É pacífico que qualquer decisão judicial deve ser fundamentada, de facto e de direito.
Ora, o douto despacho recorrido, mostra-se, na nossa opinião, suficientemente fundamentado no que concerne à indicação de que in casu não se verifica qualquer circunstância interruptiva ou suspensiva dos prazo prescricional de dois anos, não se afigurando necessário, salvo melhor opinião, apreciar individualmente cada uma das causas previstas nos artigos 120º e 121° do Código Penal.
Acresce que ainda que assim não se entendesse a falta de fundamentação nos termos pugnados pelo Recorrente não configuraria qualquer nulidade, porque não se encontra expressamente prevista no art° 97º, nem tão pouco nos artigos 119° e 120º, todos do Código de Processo Penal.
Donde, resta concluir que a invocada nulidade quanto muito configuraria uma mera irregularidade, nos termos do disposto no art° 123° do citado Código.
Dispõe o n° 1 do art° 123° do CPP que: “Qualquer irregularidade do processo só determina a invalidade do acto a que se refere e dos termos subsequentes que possa afectar quando tiver sido arguida pelos interessados no próprio acto ou, se a este não tiverem assistido, nos três dias seguintes a contar daquele em que tiverem sido notificados para qualquer termo do processo ou intervindo em algum acto nele praticado.”

**Instruções:**
a. No excerto, troque "Código Penal" por "CP" e escreva de novo a passagem que começa nas palavras "É pacífico que" e termina depois de "de Processo Penal.".
b. Segundo o excerto, qual é a duração do prazo prescricional referido?
O material apresentado a seguir tem outra origem.

**Dados guardados:**
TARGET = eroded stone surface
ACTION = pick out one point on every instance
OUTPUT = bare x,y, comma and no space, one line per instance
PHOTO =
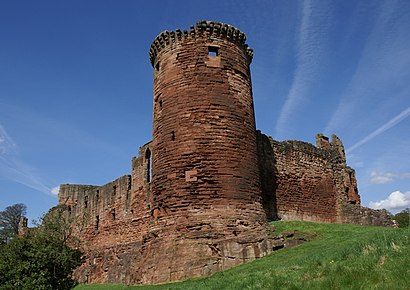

**Respostas:**
a.
É pacífico que qualquer decisão judicial deve ser fundamentada, de facto e de direito.
Ora, o douto despacho recorrido, mostra-se, na nossa opinião, suficientemente fundamentado no que concerne à indicação de que in casu não se verifica qualquer circunstância interruptiva ou suspensiva dos prazo prescricional de dois anos, não se afigurando necessário, salvo melhor opinião, apreciar individualmente cada uma das causas previstas nos artigos 120º e 121° do CP.
Acresce que ainda que assim não se entendesse a falta de fundamentação nos termos pugnados pelo Recorrente não configuraria qualquer nulidade, porque não se encontra expressamente prevista no art° 97º, nem tão pouco nos artigos 119° e 120º, todos do Código de Processo Penal.

b. Dois anos.